TASK OBJECTIVE: Rewrite the listing below, changing every "Tag" to "Mark" and keeping everything else the same. Leave the pictures out of your answer.

(Pointing dataset listing excerpts)
....

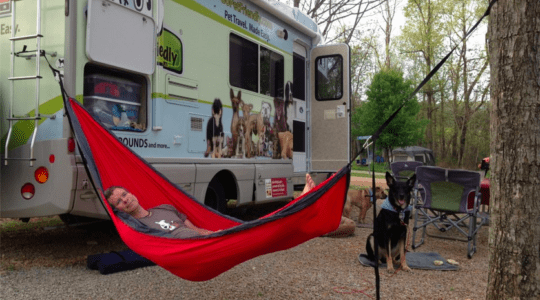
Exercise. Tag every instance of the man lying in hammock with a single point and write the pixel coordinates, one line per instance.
(163, 217)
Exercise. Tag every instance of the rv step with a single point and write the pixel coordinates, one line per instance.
(24, 77)
(27, 159)
(25, 37)
(24, 118)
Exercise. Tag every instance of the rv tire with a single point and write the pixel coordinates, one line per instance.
(215, 196)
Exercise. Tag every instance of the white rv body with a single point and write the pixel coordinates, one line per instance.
(229, 99)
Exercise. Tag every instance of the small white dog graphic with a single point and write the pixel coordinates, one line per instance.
(165, 225)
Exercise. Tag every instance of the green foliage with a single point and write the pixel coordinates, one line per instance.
(39, 223)
(388, 90)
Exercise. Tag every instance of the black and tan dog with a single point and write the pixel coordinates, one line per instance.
(390, 232)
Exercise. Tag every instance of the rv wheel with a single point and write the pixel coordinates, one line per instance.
(215, 196)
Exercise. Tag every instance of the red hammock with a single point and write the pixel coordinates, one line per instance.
(110, 163)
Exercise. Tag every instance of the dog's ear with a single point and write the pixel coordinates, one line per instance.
(389, 179)
(411, 181)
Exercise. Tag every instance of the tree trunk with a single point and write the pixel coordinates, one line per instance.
(514, 266)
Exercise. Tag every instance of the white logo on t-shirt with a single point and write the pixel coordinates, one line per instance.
(165, 225)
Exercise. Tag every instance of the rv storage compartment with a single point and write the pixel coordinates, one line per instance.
(106, 97)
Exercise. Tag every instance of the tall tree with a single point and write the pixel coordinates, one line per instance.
(388, 12)
(387, 91)
(332, 15)
(466, 73)
(422, 37)
(514, 264)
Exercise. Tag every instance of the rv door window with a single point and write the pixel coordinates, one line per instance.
(329, 77)
(299, 77)
(272, 73)
(243, 63)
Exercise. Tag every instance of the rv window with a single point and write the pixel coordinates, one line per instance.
(299, 77)
(272, 73)
(116, 99)
(243, 63)
(329, 77)
(299, 137)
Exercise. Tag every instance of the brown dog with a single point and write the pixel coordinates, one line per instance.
(361, 199)
(236, 103)
(286, 144)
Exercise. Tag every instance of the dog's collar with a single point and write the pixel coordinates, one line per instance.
(386, 205)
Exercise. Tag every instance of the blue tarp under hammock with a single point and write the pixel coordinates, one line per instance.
(110, 163)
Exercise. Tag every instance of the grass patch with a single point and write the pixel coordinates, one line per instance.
(34, 223)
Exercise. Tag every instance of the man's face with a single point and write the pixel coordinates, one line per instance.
(124, 201)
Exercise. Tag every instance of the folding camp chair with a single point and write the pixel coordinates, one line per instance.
(403, 170)
(442, 202)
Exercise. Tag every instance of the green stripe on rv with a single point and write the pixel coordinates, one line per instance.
(212, 15)
(22, 130)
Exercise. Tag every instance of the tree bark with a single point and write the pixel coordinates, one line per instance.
(514, 266)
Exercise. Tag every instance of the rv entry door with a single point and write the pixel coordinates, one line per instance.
(330, 107)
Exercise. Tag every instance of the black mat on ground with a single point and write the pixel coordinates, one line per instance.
(108, 263)
(416, 260)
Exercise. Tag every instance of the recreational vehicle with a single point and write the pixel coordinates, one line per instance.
(229, 99)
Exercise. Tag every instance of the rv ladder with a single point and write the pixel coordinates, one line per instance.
(38, 53)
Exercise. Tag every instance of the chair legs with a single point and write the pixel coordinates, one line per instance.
(443, 222)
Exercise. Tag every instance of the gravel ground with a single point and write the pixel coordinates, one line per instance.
(51, 264)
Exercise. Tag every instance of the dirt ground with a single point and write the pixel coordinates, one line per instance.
(336, 274)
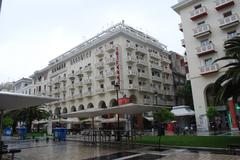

....

WRITTEN SOLUTION:
Exercise. Mark every instance of the man lying in hammock with a single point and write the pixel coordinates, one line per instance.
(163, 217)
Exercise. Mark every instance of the rv step with a single point and write the pixel coordinates, one line per instance.
(24, 77)
(27, 159)
(25, 37)
(24, 118)
Exercise. Mark every instance of the rv tire with a single point and write the pixel coordinates, one line per instance.
(215, 196)
Exercise. Mark every instance of the white rv body with a single point and write the pixel coordinates, one line per instance.
(229, 99)
Exercise. Mark every instance of the small white dog graphic with a single point and write the pixel coordinates, one line per instance.
(165, 225)
Exercise. Mark every instance of the green foliage with a single point and write the pixel coordinates, one line per instance.
(39, 223)
(388, 90)
Exercise. Mark every instance of the black and tan dog with a single point and write the pixel coordinates, one line per instance.
(390, 232)
Exercise. Mark every instance of the rv wheel with a single point and write the pixel coordinates, one line per instance.
(215, 196)
Exercise. Mark every instance of the red hammock with a single point and write the pixel coordinates, one line per instance.
(110, 163)
Exercise. Mark every instance of the dog's ear with a single point and write the pixel coordinates, one line per instance.
(389, 179)
(411, 181)
Exercise. Mark every instance of the tree trunk with a single point and write the pixel coordinates, one line per instance.
(514, 266)
Exercise. Mark every instance of the white logo on t-shirt with a single point and write the pixel coordinates, one line per instance.
(165, 225)
Exercise. Mark every instance of the rv storage compartment with a single point and write the pixel coordinates, one line per instance.
(106, 97)
Exercise. Mark every instance of the tall tree with a single point and write the pixel coordinates, one line per instance.
(388, 12)
(387, 91)
(332, 15)
(466, 73)
(422, 37)
(514, 264)
Exercise. Mark every instance of the rv door window with a single point and write the pixel coordinates, one line per instance.
(329, 77)
(299, 77)
(272, 73)
(243, 63)
Exercise. Mark every instance of the rv window with a single point and write the pixel coordinates, one line per instance.
(299, 77)
(272, 73)
(116, 99)
(243, 63)
(329, 77)
(299, 137)
Exercise. Mark every instance of the brown dog with a single point and write the pixel coordinates, one line per instance.
(361, 199)
(236, 103)
(286, 144)
Exercise. Mark every instance of the dog's collar with a single point and write the pixel coordinates, one line per instance.
(386, 205)
Exercise. Mark every instance of the blue tarp under hammock with a single point and write the pixel coordinates, one line per instance.
(110, 163)
Exercise. Mark every instance of the grass patch with a single point and write the pixel coordinates, one line per instance.
(34, 223)
Exercise. Mark every instance of the man's face with a single point and write the pixel coordinates, one line per instance.
(124, 201)
Exercise. Mark every instance of the folding camp chair with a single point and write the pixel coordinates, one line per instance.
(403, 170)
(442, 202)
Exercise. Mark every instance of the green stripe on rv with a single point and write the pixel coordinates, one line per instance.
(212, 15)
(22, 130)
Exercise. Mark every instance of the tree bark with a single point and write the pixel coordinates, one line per instance.
(514, 266)
Exercise. Mark every instance of the rv entry door with a single point and write the pixel coordinates, one line per instance.
(330, 107)
Exercise. Mark every instance of the black mat on ground with a single point and write the pixel coordinates, one line per instance.
(108, 263)
(416, 260)
Exercise. Mark every instance of the recreational vehicle with a single point and write the pixel coordinates, one line per instance.
(229, 99)
Exercise. Mark every instance of the rv ladder with a single point and write the pixel coordinates, one line per instance.
(38, 53)
Exercise. Mark every instance of the chair legs with a single point and write the pixel coordinates, one line per instance.
(443, 222)
Exercise. Mark every instance of the gravel ground with a single point and write the pixel coordinates, one line per instance.
(51, 264)
Exercise. Mark every instance of the dirt ground with a single point and write the pixel coordinates, one line per instance.
(336, 274)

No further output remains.